↓↓↓
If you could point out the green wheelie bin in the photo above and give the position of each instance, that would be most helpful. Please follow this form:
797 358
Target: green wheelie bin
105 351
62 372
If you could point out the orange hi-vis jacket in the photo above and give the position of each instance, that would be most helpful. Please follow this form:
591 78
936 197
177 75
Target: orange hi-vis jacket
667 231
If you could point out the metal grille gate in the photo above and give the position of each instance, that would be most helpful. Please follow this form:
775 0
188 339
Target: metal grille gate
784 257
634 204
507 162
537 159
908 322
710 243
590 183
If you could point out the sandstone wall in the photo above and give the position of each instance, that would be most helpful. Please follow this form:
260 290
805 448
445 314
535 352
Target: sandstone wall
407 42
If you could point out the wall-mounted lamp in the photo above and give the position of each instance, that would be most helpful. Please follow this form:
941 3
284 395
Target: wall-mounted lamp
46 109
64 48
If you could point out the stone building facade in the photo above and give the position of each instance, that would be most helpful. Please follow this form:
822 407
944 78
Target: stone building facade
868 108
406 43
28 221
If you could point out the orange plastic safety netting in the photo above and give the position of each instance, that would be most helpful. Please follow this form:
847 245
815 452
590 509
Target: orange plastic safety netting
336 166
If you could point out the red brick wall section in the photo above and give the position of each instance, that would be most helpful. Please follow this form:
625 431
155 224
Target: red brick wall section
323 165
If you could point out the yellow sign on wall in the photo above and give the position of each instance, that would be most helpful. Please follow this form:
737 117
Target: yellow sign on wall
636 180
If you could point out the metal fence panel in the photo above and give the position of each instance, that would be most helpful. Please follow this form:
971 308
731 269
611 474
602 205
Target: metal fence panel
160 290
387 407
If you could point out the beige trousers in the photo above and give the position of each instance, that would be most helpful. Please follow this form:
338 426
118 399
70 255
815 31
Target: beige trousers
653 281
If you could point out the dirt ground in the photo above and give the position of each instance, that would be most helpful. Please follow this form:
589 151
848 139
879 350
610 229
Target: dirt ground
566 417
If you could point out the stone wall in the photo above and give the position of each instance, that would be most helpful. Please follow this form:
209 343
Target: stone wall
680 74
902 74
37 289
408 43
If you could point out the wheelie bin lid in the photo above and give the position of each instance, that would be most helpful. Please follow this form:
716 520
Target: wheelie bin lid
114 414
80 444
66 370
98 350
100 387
↑↑↑
Can you rewrite the part of the items above that opens with the line containing "If you could point out the orange plastic" and runs through the end of the items as a numbered list, leaving out any blank lines?

1. If you could point out the orange plastic safety netting in the photo above and give the position of each instance, that would be most helpful. Please follow this form:
2. 847 245
3. 815 452
4. 590 509
5. Target: orange plastic safety netting
6. 336 166
7. If you could point out the red brick wall section in the photo above and give the position of each instance, that would be most helpful. Please follow this form:
8. 625 431
9. 155 224
10. Target: red brick wall section
11. 323 165
12. If you could point out the yellow sign on wall in the photo above and give the position of each instance, that would be most helpful. Please follow this form:
13. 737 117
14. Target: yellow sign on wall
15. 636 180
16. If you could point out the metal fence panel in the photo above and give the position of each instance, that would be most helpful. Please follow this form:
17. 971 308
18. 731 269
19. 611 474
20. 602 205
21. Target: metal fence panel
22. 160 290
23. 387 407
24. If you could point out the beige trousers in the photo above and give the position of each instance, that would be most helpful. Please follow this form:
25. 338 426
26. 118 399
27. 70 255
28. 815 31
29. Target: beige trousers
30. 653 281
31. If you could point out the dirt ground in the photo above and give the position of each instance, that would be most helpful. Please follow this form:
32. 589 151
33. 848 139
34. 879 350
35. 610 229
36. Target: dirt ground
37. 566 417
38. If you could point out the stone wall in the photo above and give the position of each instance, that would be most helpful. Please follow this form:
39. 209 343
40. Target: stone wall
41. 680 74
42. 902 74
43. 37 289
44. 408 43
45. If you could point out the wheelie bin lid in the photo above and give the position of each instance, that would be most helpful. Please follow this form:
46. 716 520
47. Target: wheelie bin lid
48. 114 414
49. 80 444
50. 66 370
51. 98 350
52. 100 387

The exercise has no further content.